**Your objective:** The lines to copy are those with "parasol" in them. Pull each one from the entries below.

*** Opening Records shown ***

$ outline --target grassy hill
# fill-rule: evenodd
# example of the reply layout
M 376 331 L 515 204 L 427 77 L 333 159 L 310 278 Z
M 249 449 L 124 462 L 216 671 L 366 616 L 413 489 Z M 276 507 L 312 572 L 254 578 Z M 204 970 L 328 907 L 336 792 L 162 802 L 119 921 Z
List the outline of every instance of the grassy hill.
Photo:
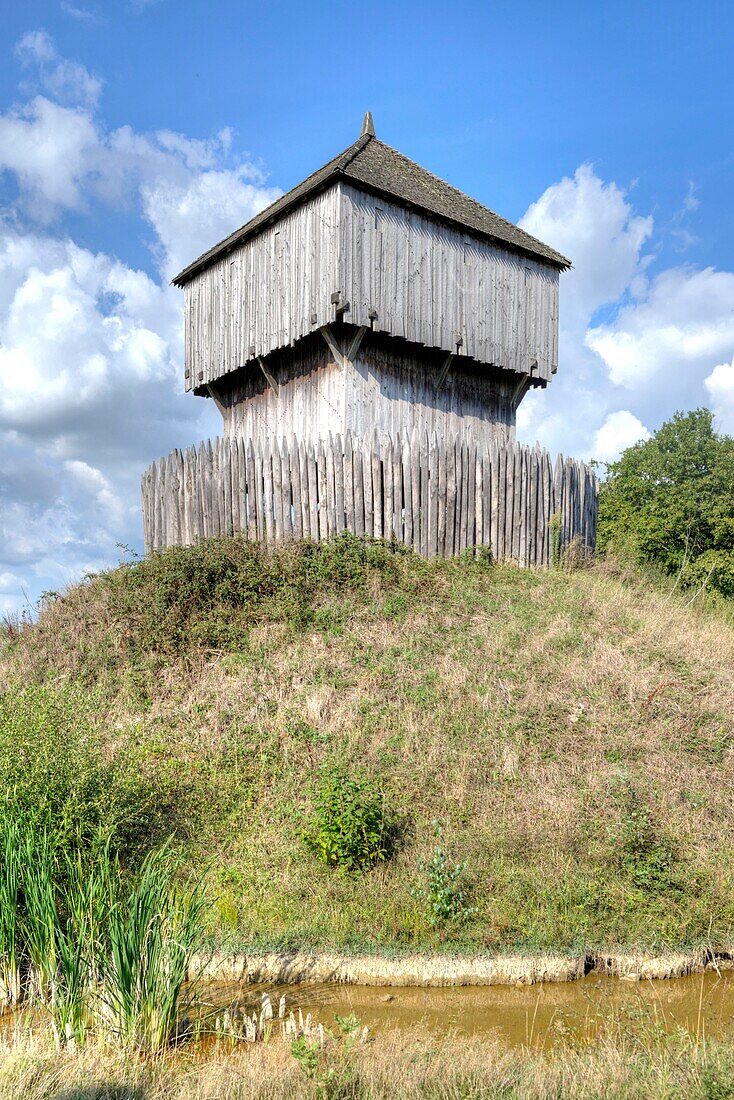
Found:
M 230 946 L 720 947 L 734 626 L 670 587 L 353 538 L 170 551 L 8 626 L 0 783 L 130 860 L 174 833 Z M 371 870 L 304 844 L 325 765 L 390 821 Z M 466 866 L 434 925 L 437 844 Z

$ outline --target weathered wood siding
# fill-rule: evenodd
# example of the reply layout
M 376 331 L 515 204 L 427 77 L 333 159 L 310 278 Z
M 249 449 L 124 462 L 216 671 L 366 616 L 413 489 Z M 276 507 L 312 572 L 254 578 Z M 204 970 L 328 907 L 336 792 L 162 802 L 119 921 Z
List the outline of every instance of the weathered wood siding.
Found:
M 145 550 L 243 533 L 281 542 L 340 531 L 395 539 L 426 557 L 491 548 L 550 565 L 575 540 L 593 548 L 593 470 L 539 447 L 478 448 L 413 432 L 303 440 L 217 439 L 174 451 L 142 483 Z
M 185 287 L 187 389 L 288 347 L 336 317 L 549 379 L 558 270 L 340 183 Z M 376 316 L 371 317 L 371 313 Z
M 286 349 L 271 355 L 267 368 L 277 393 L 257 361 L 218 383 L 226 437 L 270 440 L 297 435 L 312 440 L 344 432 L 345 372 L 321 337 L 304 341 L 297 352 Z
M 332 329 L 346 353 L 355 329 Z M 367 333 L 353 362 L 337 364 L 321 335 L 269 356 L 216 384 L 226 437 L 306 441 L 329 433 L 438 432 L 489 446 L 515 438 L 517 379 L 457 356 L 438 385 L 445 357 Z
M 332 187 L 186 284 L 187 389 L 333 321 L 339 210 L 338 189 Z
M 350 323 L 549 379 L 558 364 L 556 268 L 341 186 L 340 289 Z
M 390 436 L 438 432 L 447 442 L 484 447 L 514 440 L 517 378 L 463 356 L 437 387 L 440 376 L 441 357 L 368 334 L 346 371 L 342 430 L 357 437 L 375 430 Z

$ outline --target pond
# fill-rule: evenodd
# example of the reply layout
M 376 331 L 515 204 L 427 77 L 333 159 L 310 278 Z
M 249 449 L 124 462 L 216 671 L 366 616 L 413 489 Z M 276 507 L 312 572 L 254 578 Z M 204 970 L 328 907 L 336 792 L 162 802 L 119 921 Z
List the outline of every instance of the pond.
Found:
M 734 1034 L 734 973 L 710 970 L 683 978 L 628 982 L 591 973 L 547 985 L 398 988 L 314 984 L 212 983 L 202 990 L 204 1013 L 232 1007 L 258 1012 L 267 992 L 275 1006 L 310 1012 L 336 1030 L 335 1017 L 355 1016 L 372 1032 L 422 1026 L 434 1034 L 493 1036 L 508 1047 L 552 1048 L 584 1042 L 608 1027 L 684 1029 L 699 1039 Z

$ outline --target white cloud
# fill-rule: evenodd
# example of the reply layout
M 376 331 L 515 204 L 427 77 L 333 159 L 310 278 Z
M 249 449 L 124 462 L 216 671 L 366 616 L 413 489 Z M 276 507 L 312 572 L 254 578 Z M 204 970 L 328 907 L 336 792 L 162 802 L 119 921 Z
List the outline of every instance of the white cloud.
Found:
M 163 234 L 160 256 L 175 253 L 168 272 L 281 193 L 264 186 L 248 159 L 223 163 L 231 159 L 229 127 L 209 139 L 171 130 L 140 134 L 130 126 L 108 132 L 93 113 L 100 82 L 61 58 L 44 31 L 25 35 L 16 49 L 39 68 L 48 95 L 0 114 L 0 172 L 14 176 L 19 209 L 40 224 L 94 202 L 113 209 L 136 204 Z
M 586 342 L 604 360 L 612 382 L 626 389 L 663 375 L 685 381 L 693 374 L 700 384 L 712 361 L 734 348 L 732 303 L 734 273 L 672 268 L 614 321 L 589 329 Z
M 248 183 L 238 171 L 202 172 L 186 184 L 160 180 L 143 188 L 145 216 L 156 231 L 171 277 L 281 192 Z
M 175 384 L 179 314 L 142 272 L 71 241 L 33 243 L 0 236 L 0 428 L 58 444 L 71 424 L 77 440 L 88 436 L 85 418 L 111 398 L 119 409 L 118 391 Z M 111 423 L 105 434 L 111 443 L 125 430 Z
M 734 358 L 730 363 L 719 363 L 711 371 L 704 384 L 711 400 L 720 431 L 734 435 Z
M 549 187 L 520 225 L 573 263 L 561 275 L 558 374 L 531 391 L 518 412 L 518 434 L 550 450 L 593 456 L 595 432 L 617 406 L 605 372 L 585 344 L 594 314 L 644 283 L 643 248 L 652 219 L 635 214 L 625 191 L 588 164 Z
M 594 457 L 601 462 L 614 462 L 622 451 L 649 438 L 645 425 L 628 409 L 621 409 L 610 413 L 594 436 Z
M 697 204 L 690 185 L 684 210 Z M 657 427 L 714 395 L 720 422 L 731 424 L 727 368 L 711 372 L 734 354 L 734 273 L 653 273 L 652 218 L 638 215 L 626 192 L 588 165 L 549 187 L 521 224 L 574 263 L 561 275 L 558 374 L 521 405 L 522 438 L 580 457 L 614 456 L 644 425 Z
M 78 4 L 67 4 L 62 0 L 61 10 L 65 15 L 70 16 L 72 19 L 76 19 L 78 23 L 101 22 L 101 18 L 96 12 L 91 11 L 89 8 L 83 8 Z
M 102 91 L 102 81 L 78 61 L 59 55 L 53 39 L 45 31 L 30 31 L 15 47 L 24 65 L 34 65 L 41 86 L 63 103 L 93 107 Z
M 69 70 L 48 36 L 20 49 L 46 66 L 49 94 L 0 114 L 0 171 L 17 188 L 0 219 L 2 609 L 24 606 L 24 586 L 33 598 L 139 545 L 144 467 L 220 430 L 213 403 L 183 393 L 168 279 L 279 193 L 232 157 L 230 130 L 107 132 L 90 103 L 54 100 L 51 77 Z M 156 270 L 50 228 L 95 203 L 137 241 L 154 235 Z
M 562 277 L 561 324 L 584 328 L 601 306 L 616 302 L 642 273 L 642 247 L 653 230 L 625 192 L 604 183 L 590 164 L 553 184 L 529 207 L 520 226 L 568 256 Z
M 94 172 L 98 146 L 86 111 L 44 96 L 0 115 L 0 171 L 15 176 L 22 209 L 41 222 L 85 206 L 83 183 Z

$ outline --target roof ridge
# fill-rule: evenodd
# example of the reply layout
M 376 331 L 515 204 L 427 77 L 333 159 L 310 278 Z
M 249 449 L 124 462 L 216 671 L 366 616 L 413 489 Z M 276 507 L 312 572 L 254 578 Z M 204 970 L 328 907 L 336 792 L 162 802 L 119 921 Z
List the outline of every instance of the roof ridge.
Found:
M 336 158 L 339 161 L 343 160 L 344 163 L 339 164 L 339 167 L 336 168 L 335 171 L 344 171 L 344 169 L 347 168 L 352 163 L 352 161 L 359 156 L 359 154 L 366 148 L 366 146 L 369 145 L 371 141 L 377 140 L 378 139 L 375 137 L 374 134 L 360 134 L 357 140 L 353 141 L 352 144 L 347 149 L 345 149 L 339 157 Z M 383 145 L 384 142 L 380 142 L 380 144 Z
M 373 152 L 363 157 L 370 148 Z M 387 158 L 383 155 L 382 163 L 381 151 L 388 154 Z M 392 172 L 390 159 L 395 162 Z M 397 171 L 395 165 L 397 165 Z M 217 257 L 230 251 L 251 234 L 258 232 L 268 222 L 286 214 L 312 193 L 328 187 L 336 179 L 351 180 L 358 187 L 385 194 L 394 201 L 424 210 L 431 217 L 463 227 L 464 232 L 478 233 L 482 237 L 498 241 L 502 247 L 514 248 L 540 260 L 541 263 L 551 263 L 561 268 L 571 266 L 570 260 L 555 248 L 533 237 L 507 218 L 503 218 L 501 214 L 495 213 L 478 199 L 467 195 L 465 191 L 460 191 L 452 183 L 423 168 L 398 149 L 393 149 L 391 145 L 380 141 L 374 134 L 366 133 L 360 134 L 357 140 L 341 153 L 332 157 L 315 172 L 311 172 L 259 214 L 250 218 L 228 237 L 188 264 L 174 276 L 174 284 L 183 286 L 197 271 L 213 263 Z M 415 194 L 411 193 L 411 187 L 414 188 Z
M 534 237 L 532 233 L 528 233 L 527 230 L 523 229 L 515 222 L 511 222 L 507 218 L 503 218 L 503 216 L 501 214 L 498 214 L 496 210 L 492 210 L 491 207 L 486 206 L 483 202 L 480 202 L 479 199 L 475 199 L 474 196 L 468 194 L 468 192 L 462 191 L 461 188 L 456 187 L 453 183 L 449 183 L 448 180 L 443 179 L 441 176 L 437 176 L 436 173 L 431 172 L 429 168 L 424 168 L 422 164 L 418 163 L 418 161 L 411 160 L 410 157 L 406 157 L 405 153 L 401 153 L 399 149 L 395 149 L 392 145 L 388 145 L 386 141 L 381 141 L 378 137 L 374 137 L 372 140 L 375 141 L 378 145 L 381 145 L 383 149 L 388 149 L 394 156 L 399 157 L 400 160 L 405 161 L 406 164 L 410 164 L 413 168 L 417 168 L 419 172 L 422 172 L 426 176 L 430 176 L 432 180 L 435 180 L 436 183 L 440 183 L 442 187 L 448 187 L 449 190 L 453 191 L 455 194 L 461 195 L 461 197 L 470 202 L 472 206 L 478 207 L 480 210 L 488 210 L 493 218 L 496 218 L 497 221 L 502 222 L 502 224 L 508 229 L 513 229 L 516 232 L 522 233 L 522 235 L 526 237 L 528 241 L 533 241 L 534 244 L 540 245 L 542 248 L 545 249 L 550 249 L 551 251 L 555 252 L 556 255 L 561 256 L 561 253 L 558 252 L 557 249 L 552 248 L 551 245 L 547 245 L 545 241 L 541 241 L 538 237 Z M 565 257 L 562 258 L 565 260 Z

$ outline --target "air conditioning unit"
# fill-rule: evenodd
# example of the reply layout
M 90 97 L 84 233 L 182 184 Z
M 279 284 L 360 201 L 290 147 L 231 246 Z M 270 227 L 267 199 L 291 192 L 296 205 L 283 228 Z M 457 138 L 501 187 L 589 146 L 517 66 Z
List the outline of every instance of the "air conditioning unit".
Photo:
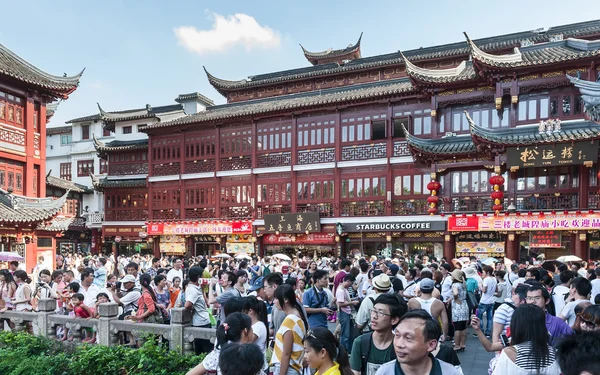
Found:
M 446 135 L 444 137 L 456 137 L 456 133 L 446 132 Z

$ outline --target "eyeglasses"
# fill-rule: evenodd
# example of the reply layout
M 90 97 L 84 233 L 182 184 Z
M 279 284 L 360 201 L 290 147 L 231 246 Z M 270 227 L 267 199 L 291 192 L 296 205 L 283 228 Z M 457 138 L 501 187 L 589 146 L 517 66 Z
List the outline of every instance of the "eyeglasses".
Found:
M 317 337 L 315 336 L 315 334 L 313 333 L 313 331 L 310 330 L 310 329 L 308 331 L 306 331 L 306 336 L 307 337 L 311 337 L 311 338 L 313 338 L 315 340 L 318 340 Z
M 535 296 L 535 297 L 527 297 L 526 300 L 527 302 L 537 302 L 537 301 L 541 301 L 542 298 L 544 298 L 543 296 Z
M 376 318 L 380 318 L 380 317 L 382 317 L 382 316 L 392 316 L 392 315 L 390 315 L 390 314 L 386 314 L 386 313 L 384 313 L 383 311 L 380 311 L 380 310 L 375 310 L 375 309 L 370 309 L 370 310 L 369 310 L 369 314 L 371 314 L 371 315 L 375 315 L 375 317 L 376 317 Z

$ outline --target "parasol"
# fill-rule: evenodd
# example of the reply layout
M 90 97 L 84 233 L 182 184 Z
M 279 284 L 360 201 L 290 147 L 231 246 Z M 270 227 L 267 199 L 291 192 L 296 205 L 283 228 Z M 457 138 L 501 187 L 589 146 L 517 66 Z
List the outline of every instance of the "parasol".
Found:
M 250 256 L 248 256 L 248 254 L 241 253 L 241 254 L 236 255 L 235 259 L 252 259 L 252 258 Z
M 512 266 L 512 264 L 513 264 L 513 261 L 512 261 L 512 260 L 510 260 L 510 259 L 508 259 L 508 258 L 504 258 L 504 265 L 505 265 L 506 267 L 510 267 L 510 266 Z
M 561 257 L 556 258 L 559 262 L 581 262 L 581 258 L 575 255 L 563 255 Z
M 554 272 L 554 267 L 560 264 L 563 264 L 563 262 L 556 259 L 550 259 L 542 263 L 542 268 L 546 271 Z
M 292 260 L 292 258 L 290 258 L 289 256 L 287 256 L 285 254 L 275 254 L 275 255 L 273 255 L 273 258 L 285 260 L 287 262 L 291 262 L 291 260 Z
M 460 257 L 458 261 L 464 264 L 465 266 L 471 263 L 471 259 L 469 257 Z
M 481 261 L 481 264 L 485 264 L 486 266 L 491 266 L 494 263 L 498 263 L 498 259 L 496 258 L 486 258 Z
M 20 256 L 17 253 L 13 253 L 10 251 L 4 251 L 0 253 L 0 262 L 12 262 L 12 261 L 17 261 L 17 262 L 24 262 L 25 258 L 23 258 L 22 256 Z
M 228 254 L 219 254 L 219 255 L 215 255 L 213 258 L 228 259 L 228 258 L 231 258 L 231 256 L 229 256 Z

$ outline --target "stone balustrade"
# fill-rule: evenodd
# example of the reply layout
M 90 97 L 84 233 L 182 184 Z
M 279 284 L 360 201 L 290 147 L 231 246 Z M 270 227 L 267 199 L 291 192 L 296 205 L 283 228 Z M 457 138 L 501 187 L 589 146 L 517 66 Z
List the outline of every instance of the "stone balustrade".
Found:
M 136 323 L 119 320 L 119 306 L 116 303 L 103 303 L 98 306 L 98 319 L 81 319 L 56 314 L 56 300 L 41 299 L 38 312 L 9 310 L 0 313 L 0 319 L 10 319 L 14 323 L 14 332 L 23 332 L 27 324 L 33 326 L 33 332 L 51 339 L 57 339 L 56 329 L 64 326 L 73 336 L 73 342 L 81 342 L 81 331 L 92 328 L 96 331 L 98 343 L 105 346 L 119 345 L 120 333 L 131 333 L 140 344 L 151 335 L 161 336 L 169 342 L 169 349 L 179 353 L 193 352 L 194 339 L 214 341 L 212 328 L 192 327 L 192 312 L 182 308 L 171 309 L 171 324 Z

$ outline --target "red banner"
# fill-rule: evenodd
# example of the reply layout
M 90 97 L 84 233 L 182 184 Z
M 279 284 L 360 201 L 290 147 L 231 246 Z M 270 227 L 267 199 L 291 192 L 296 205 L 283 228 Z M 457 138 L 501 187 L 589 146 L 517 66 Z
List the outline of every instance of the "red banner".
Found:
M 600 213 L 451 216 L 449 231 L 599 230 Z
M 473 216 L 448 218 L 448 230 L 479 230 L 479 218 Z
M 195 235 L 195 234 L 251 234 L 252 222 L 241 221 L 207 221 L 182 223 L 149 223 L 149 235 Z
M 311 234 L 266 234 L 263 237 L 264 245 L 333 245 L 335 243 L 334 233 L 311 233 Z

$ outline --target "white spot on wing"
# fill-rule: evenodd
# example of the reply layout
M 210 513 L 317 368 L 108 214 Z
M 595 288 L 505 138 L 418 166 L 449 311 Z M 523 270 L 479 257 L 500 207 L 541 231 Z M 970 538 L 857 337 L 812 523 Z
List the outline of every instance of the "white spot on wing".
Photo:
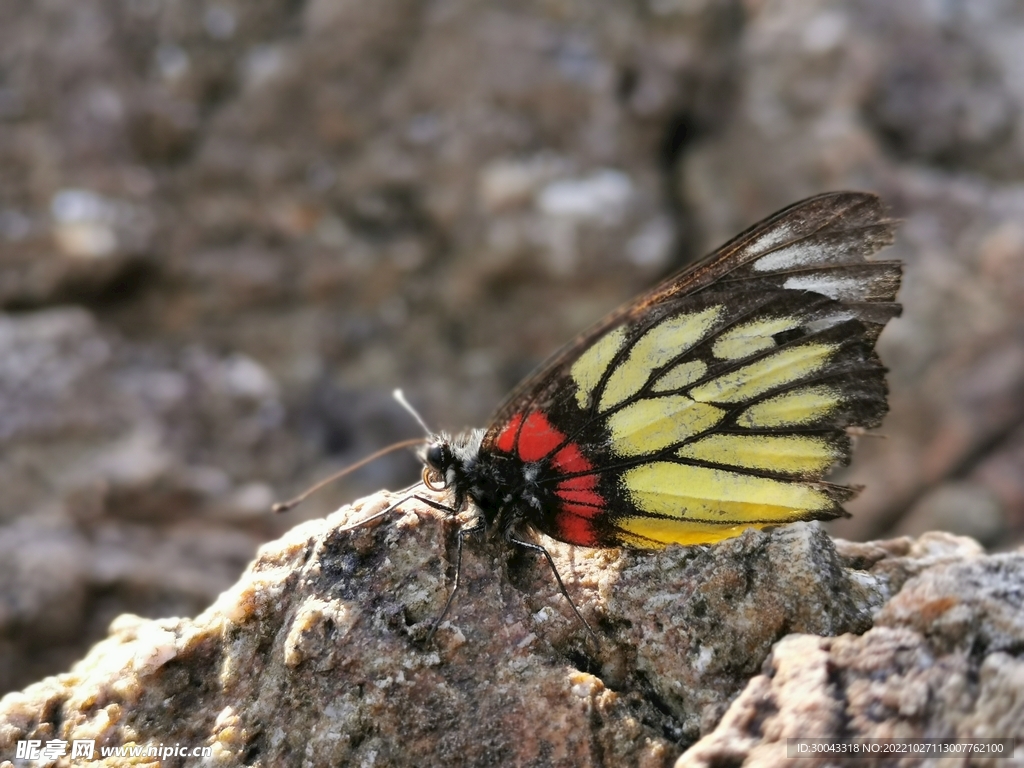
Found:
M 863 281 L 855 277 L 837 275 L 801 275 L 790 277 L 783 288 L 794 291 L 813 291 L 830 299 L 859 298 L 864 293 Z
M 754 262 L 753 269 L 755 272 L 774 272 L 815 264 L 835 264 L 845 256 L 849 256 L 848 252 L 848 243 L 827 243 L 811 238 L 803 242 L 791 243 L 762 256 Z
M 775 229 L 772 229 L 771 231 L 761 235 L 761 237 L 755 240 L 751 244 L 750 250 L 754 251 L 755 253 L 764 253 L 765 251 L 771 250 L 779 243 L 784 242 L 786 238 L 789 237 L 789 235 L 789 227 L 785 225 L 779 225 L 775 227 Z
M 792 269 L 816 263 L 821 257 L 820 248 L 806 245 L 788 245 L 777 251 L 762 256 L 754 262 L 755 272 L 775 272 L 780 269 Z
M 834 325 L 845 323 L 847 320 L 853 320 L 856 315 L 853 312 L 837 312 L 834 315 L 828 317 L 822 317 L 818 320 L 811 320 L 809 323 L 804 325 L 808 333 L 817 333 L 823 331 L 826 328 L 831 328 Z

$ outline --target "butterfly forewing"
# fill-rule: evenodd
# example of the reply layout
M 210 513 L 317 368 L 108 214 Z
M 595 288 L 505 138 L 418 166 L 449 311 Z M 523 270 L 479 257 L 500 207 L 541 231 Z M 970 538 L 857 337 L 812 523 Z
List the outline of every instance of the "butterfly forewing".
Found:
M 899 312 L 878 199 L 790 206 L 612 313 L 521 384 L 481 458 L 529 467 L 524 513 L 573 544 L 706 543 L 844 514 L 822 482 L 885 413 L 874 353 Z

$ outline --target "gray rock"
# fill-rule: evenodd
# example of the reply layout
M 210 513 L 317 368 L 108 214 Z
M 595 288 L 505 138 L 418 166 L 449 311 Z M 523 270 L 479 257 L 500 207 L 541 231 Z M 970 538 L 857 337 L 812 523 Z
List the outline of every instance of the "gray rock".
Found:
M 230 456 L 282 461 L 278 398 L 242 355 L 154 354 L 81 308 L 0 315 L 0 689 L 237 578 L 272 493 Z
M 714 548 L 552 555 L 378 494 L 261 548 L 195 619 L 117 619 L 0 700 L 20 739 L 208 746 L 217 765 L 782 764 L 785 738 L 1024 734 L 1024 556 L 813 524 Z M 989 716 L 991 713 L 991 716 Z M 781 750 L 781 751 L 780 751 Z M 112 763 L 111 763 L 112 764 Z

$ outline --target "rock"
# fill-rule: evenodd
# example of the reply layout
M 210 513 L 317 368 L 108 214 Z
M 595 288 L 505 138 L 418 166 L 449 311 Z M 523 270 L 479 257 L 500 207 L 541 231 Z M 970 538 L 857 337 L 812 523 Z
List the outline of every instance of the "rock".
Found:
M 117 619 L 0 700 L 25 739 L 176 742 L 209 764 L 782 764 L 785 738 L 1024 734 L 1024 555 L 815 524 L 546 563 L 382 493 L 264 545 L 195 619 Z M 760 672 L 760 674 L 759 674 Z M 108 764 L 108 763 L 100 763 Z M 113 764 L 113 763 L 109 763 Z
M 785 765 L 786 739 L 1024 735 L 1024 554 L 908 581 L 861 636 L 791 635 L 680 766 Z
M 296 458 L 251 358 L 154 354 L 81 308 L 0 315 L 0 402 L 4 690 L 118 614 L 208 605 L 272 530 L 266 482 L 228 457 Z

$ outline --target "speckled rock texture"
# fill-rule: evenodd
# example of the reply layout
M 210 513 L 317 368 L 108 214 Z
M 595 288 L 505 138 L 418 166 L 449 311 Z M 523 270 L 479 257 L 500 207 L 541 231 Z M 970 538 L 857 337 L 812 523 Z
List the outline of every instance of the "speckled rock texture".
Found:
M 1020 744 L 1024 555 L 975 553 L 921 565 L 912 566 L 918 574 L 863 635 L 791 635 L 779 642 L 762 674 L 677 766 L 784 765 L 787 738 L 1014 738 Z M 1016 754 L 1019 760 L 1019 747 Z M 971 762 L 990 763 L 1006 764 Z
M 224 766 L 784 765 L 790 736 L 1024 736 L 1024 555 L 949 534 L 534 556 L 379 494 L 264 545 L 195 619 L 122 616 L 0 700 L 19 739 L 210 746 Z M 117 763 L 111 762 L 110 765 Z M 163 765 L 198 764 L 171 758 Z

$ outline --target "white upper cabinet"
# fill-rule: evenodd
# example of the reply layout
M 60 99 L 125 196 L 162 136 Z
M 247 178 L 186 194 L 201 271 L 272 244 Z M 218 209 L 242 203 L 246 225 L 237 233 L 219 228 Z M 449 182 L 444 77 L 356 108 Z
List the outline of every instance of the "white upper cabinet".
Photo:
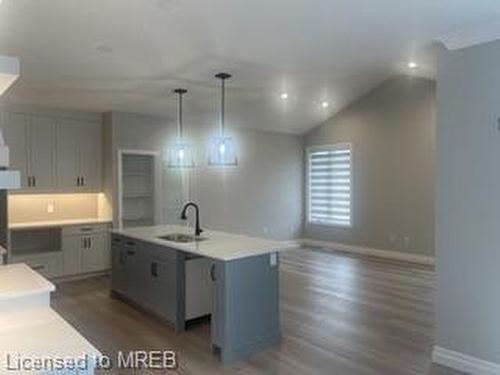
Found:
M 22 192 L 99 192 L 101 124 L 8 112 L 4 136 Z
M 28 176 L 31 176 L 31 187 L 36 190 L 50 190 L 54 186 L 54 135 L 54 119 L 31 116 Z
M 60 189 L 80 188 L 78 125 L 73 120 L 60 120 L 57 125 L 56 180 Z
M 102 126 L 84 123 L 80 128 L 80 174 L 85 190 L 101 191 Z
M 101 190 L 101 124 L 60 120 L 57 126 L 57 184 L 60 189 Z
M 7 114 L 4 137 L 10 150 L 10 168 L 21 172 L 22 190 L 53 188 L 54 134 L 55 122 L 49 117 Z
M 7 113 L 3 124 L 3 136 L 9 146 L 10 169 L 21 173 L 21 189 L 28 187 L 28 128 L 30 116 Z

*** Closing Records shown ***

**Your response:**
$ outline --target "parasol"
List the outline of every instance of the "parasol".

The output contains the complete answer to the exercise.